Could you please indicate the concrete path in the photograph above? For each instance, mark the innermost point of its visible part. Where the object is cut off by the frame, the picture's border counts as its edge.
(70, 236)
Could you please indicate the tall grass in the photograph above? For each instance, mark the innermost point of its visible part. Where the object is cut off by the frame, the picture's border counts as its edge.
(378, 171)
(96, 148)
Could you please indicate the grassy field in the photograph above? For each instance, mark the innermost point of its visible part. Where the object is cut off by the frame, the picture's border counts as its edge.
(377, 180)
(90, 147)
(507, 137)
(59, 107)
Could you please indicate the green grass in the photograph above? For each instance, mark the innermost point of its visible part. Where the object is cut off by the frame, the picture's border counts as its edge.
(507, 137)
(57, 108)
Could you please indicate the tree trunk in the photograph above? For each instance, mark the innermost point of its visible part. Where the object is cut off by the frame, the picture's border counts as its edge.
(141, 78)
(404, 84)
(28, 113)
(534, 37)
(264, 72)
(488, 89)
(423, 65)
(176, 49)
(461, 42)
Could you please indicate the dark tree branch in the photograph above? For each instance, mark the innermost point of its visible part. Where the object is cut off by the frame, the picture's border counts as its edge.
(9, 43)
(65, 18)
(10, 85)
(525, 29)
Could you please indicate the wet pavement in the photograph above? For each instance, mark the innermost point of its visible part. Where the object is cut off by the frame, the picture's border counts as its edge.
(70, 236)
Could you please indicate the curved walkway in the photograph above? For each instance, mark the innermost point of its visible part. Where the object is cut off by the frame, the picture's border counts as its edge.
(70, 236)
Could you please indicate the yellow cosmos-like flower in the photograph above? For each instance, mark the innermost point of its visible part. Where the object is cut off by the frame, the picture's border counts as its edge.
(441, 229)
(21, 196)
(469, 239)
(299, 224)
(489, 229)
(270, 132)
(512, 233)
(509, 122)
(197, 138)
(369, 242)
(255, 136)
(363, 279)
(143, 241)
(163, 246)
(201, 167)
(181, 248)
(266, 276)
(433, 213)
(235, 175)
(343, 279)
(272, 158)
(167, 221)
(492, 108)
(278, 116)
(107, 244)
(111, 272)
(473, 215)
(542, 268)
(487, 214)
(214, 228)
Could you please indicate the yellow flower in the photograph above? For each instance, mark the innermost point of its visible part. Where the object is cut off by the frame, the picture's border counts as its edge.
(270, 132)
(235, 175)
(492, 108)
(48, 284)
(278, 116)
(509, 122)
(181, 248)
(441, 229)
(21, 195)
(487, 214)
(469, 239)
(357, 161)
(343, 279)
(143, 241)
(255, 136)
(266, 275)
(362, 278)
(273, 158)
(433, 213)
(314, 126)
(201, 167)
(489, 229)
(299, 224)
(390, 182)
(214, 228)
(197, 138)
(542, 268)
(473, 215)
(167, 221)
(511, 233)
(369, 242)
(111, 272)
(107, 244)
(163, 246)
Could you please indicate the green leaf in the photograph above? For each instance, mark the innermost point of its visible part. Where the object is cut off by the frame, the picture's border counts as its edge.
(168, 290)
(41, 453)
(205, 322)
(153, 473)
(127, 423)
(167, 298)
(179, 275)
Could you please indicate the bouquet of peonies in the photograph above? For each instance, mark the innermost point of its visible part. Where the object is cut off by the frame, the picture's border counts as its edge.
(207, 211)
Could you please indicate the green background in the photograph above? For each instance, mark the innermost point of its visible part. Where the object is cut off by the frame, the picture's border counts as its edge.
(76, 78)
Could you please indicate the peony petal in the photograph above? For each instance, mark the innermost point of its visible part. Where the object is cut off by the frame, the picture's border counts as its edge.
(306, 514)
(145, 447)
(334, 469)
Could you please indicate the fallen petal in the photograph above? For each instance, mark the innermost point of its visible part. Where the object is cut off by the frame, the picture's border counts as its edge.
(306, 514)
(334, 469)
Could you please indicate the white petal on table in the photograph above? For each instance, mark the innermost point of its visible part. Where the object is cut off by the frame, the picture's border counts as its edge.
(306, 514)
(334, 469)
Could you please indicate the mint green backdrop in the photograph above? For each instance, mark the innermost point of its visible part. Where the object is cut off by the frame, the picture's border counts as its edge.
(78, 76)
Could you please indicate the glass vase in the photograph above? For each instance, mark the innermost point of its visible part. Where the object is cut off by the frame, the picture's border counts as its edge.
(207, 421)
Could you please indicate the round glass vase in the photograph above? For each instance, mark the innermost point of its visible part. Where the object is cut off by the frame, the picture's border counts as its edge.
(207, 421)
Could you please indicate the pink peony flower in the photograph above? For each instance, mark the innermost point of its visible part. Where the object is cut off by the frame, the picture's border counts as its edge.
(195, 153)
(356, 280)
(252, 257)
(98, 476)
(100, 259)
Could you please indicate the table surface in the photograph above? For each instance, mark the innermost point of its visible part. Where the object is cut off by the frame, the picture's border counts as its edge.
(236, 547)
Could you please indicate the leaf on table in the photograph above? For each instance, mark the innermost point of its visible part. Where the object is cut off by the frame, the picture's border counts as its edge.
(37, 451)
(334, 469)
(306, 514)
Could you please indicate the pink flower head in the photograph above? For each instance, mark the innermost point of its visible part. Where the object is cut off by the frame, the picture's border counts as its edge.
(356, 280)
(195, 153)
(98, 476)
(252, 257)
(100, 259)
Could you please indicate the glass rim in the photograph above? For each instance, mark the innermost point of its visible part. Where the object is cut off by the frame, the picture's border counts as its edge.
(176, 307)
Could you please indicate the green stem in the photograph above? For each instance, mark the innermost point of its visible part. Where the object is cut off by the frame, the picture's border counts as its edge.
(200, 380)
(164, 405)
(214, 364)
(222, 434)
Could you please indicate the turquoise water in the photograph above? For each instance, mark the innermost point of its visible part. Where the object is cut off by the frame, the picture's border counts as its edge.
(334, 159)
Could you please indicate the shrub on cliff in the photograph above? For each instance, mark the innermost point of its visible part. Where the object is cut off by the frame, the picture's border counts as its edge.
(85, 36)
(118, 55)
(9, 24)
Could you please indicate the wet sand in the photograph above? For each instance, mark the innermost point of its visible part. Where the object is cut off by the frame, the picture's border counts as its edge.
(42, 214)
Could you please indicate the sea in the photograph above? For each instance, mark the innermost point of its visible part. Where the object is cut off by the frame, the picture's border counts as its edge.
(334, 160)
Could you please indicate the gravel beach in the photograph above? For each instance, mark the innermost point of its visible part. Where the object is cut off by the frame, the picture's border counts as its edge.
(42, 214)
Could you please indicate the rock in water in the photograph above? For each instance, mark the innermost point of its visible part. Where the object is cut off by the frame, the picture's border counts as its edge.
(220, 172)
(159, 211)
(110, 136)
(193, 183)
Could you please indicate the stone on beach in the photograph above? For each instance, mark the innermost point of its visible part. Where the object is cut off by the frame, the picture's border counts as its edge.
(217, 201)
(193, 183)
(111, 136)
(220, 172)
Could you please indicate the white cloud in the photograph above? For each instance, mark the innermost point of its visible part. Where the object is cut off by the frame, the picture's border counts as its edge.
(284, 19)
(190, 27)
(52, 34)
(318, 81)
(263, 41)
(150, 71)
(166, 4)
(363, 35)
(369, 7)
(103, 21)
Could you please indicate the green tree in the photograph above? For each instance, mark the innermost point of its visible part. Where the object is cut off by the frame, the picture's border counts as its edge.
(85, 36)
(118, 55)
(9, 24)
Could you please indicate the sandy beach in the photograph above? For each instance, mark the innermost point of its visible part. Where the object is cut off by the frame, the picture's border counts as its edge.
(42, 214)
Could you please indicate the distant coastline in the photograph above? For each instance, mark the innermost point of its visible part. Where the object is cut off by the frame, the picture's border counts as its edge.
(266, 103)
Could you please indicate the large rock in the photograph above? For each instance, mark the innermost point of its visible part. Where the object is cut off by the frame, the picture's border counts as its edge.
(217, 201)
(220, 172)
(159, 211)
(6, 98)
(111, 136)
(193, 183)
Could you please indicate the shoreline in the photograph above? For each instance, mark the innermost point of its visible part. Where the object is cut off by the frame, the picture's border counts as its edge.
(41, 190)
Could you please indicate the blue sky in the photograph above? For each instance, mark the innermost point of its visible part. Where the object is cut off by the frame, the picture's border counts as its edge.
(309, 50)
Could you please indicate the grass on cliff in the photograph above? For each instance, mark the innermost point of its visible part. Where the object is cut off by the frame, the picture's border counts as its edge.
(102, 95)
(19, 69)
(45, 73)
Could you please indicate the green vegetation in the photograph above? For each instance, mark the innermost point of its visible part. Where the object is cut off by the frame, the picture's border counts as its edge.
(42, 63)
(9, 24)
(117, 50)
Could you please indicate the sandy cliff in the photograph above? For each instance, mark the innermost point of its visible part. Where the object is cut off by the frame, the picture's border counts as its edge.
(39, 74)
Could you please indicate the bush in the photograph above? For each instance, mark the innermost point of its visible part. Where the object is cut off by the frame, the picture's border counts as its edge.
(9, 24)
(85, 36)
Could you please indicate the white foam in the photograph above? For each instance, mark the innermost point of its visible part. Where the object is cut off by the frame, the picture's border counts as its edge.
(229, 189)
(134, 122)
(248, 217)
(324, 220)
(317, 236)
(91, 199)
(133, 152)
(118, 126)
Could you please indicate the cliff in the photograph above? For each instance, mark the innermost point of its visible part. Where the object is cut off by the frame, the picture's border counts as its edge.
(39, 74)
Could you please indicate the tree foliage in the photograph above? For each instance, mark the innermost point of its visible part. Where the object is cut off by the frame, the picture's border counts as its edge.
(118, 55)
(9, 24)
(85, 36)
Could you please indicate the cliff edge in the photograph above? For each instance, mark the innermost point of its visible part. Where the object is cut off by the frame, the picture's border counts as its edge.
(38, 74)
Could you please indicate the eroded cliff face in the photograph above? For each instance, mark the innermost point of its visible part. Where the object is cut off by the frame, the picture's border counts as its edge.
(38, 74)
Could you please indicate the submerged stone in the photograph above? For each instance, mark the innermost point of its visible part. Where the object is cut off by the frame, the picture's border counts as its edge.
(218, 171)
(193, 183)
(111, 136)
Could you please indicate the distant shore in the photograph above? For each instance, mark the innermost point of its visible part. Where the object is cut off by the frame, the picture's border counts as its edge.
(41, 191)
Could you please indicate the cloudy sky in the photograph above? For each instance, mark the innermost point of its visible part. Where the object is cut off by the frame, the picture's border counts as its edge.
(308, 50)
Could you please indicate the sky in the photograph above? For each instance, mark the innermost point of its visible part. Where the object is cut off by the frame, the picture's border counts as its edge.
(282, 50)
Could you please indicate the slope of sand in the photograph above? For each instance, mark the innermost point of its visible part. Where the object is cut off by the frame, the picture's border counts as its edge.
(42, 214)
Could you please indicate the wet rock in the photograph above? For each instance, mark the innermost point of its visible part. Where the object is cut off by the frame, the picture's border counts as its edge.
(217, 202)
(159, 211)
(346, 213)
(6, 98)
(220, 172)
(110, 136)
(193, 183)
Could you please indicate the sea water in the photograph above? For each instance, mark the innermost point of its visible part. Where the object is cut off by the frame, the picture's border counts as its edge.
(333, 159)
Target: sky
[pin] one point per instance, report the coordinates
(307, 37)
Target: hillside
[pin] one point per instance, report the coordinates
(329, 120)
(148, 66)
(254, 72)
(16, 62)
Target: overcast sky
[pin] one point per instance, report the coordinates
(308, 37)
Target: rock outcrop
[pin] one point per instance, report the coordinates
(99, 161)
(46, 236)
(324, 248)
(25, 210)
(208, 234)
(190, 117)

Problem requirements
Each line above that contains the word "Target" must be copied.

Output of the task
Target: sky
Target: hillside
Target: overcast sky
Target: rock outcrop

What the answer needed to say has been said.